Selected passage:

A key figure in the federal investigation into widespread campaign irregularities in Washington has twice faced misdemeanor criminal charges over election-law complaints in Maryland, records show.
Ralph B. Bazilio, a partner at a prominent Washington accounting firm raided last month by federal agents, was accused of failing to file campaign finance disclosures in 2006 for a political action committee called BizPAC, according to records on file with the District Court for Anne Arundel County.
The case was dropped after the committee paid thousands of dollars in fines and filed up-to-date campaign disclosures. It has since shut down.
The Office of the Maryland State Prosecutor filed an earlier campaign finance case against Mr. Bazilio, but the file was not available for inspection Thursday.
Since the March raid, Mr. Bazilio’s name largely has been overshadowed by that of his longtime accounting partner, Jeffrey E. Thompson, who founded Thompson Cobb Bazilio & Associates and who separately owns D.C. Chartered Health Plan, the city’s biggest Medicaid contractor.
While authorities are looking into Mr. Thompson’s political fundraising activities, Mr. Bazilio is a prodigious political donor in his own right. Like Mr. Thompson, he, too, was named in the federal subpoena sent to several D.C. lawmakers seeking records about political fundraising activities.
Mr. Bazilio, his wife and the accounting firm that bears his name have donated more than $45,000 over the years to politicians in Maryland, where Thompson Cobb Bazilio & Associates has won county and state auditing contracts. He also served on the transition team for Prince George’s County Executive Rushern L. Baker III.
According to court records, Mr. Bazilio’s most recent legal problems in Maryland began in late 2006 when the Maryland State Prosecutor’s Office charged him with failure to file 2006 campaign finance forms for BizPAC. Mr. Bazilio served as its treasurer.
A criminal summons issued in the case noted that an officer tried to serve the complaint on Mr. Bazilio but was unable to reach him. Court records list a Washington phone number that is the same as the one for Mr. Bazilio’s office in Washington, but phone and email messages left Thursday were not returned.
However, he told the Washington Informer newspaper this month that the federal investigation had nothing to do with the accounting firm’s clients.
The criminal charges against Mr. Bazilio were dropped after the political action committee paid nearly $4,000 in late fees and filed timely reports before shutting down in 2007.

(Referring expression pointing data)

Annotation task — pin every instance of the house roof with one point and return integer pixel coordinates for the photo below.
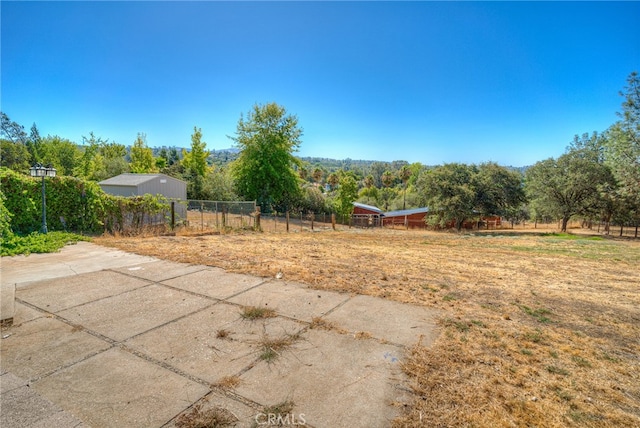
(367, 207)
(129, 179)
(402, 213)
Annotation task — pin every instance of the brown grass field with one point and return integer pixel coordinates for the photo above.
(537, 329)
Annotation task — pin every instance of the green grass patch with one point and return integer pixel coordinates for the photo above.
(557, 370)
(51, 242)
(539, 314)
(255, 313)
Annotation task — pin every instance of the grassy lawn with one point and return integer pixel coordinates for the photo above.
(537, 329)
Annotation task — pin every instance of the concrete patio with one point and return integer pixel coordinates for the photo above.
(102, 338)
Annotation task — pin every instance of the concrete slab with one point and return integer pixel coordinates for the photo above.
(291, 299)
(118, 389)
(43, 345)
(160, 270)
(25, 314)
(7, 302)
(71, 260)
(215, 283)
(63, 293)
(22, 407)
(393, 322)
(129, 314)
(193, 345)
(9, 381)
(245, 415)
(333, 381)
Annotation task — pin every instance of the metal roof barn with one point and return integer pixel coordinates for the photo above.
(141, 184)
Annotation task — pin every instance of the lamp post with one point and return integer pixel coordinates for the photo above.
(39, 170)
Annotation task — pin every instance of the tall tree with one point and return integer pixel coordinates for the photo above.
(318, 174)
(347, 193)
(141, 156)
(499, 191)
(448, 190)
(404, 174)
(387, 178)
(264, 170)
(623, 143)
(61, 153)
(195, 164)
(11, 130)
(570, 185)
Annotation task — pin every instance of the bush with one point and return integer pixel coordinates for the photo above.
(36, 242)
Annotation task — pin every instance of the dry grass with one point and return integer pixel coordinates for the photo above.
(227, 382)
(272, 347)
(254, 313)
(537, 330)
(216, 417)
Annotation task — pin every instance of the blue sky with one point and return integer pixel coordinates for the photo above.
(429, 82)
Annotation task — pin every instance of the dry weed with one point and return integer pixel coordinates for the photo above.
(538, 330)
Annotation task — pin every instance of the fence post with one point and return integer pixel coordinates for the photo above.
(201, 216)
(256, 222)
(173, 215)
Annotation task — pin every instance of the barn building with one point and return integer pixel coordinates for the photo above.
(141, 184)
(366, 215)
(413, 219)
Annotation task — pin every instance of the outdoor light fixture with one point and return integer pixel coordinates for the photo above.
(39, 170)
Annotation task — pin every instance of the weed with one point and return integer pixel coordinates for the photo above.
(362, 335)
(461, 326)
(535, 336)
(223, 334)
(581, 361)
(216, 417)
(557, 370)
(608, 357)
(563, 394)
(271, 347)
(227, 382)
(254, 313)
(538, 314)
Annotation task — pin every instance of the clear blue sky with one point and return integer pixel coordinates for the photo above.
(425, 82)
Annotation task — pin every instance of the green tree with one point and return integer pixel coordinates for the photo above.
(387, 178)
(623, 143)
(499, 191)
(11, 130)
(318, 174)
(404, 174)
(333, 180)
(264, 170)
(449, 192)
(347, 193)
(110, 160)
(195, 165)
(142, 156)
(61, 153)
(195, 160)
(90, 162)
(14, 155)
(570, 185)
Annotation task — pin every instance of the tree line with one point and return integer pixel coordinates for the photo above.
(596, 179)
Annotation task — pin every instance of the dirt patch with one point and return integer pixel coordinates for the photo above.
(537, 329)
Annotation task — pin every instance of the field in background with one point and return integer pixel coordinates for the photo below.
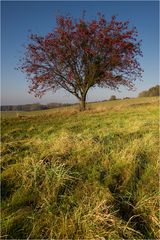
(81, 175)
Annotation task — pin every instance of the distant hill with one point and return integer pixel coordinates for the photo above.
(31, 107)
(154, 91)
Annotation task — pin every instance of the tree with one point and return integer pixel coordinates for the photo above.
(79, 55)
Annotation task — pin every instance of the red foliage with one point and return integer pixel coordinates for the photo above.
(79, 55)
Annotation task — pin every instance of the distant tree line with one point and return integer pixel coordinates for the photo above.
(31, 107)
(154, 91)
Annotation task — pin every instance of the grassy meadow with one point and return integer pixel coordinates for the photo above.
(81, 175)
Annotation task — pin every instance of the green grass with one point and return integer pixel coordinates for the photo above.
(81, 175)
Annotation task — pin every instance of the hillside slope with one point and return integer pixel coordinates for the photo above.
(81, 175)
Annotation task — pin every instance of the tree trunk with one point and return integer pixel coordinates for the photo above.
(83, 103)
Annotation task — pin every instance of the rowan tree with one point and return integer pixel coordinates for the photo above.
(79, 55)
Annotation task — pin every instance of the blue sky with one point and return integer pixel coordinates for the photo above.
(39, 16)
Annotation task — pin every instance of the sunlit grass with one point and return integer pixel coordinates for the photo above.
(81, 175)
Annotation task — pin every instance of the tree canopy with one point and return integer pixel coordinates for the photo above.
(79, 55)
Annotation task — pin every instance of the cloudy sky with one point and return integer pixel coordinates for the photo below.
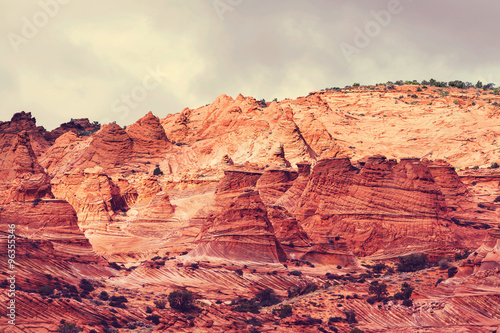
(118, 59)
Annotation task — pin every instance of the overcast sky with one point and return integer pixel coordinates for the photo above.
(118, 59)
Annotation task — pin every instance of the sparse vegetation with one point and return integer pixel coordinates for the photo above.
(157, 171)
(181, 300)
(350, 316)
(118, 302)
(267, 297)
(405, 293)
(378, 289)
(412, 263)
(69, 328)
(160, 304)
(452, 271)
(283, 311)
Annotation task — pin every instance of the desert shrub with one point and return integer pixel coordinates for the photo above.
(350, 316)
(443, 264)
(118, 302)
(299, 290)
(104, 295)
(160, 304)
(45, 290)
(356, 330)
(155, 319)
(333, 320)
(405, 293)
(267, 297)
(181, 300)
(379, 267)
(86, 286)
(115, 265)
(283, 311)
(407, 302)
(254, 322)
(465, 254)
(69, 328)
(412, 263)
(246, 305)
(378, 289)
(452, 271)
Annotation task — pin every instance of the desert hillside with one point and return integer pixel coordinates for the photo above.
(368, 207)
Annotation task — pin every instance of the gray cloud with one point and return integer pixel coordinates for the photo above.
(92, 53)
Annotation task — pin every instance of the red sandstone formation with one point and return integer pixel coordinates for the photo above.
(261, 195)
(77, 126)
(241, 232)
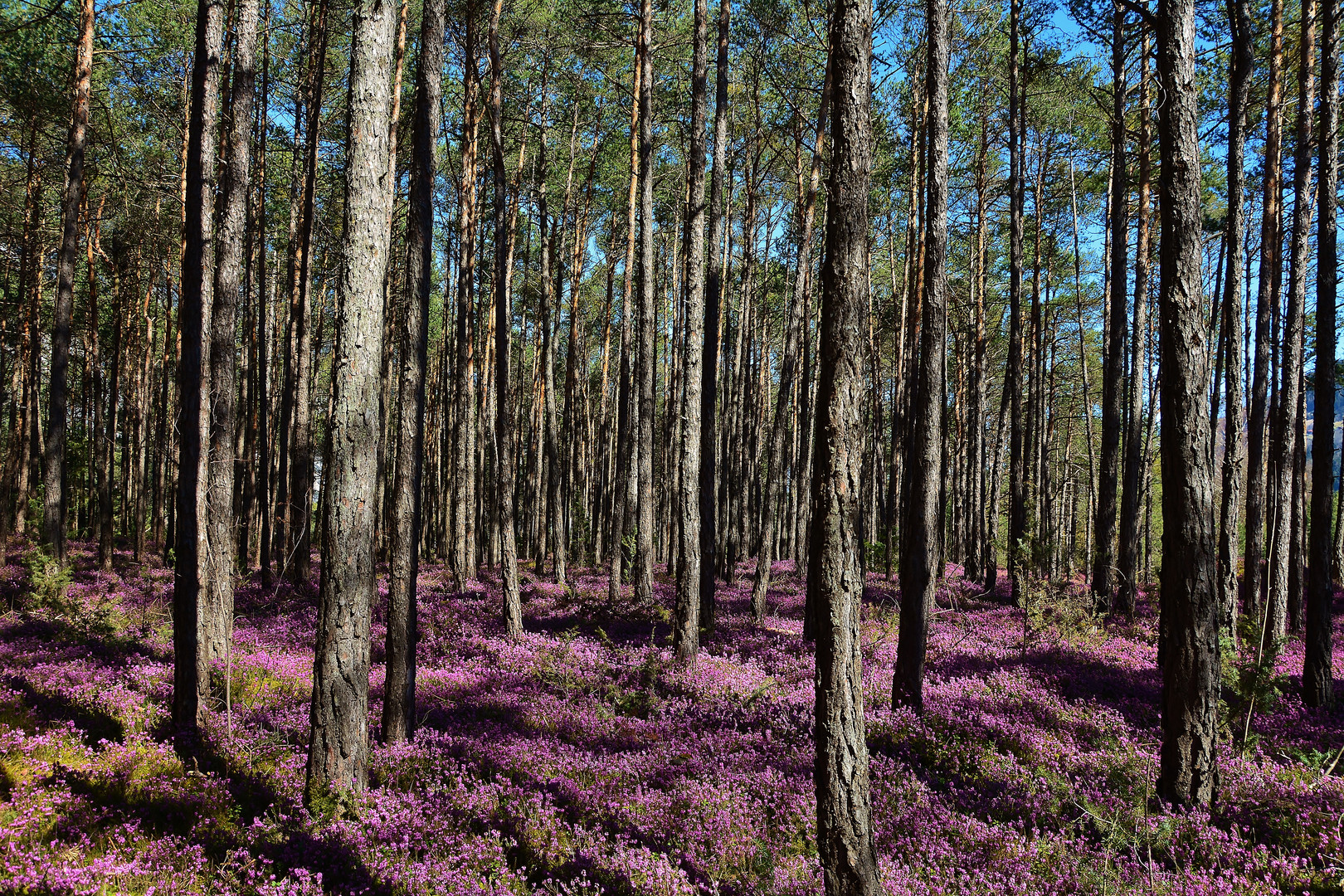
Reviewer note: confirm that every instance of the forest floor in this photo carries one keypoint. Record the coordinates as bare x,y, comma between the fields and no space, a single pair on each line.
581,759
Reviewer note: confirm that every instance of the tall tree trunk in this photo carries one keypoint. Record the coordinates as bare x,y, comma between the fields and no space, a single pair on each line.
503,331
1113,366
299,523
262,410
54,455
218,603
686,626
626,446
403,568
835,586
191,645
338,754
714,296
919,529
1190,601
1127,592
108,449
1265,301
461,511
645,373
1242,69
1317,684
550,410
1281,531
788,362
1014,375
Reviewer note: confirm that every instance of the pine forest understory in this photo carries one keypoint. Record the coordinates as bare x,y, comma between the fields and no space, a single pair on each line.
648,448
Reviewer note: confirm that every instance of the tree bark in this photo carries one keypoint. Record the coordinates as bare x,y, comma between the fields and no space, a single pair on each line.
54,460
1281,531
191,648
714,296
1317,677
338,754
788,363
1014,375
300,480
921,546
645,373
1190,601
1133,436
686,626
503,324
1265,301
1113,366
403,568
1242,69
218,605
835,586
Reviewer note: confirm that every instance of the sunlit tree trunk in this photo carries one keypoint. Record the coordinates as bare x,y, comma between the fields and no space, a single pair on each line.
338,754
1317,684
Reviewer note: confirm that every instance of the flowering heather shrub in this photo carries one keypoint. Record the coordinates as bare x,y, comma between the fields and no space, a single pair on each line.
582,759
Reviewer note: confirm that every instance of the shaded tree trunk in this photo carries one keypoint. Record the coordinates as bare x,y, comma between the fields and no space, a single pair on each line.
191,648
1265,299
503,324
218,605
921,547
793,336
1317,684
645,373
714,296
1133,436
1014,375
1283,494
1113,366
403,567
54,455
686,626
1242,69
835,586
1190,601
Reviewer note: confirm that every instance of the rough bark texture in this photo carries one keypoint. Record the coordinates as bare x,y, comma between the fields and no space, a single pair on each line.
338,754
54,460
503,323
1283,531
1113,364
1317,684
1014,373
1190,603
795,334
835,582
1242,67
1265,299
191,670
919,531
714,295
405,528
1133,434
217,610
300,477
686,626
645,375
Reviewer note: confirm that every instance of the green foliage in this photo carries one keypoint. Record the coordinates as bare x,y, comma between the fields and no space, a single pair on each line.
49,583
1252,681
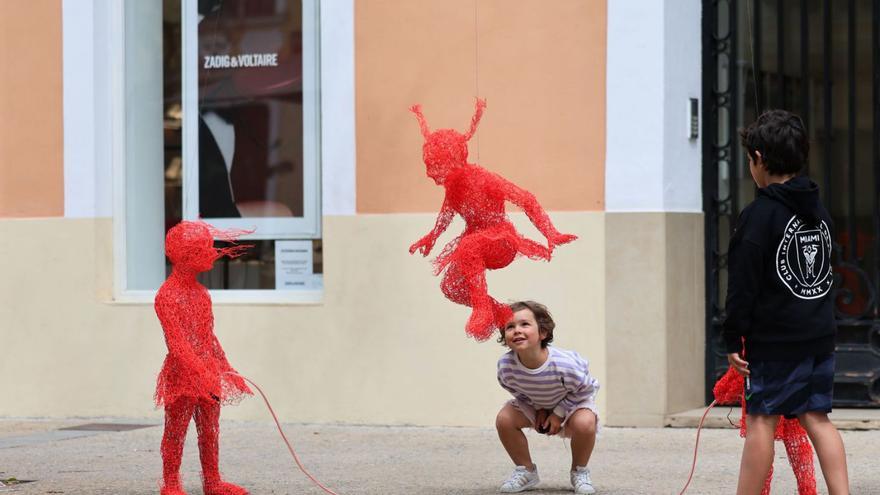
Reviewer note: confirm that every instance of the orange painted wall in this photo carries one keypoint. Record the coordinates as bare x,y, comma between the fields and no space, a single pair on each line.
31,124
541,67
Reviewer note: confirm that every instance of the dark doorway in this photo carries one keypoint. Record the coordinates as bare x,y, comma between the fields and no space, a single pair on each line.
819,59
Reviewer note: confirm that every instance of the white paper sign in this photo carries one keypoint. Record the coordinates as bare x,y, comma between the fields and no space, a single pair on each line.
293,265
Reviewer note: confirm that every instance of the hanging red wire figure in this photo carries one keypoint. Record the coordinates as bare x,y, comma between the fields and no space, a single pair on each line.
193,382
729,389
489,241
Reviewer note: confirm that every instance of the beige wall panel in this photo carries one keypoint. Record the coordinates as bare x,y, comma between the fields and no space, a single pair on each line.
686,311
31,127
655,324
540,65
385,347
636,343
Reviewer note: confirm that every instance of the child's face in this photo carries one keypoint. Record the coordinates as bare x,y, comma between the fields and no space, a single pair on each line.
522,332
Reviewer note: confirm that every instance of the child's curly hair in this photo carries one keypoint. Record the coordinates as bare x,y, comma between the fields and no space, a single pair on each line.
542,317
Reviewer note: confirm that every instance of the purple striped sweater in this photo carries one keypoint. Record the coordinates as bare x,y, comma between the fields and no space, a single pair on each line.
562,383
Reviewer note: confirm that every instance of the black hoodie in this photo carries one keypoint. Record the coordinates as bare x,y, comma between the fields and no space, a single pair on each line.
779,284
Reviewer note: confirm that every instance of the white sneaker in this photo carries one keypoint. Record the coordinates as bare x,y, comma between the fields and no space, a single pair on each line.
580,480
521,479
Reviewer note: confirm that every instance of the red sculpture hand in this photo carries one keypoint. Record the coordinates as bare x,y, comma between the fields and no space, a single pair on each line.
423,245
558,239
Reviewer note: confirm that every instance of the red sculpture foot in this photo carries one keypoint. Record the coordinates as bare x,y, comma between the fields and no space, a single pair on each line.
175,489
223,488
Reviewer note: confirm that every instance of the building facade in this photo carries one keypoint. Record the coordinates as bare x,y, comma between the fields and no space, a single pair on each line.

What you need to do:
a: Edit the Bazilio article starting with "Mr. Bazilio, his" and going on through "were not returned.", changing "treasurer" to "chairman".
b: In the Bazilio article, how much did the political action committee pay in late fees before the criminal charges were dropped?

Solutions to the exercise:
a:
Mr. Bazilio, his wife and the accounting firm that bears his name have donated more than $45,000 over the years to politicians in Maryland, where Thompson Cobb Bazilio & Associates has won county and state auditing contracts. He also served on the transition team for Prince George’s County Executive Rushern L. Baker III.
According to court records, Mr. Bazilio’s most recent legal problems in Maryland began in late 2006 when the Maryland State Prosecutor’s Office charged him with failure to file 2006 campaign finance forms for BizPAC. Mr. Bazilio served as its chairman.
A criminal summons issued in the case noted that an officer tried to serve the complaint on Mr. Bazilio but was unable to reach him. Court records list a Washington phone number that is the same as the one for Mr. Bazilio’s office in Washington, but phone and email messages left Thursday were not returned.

b: Nearly $4,000.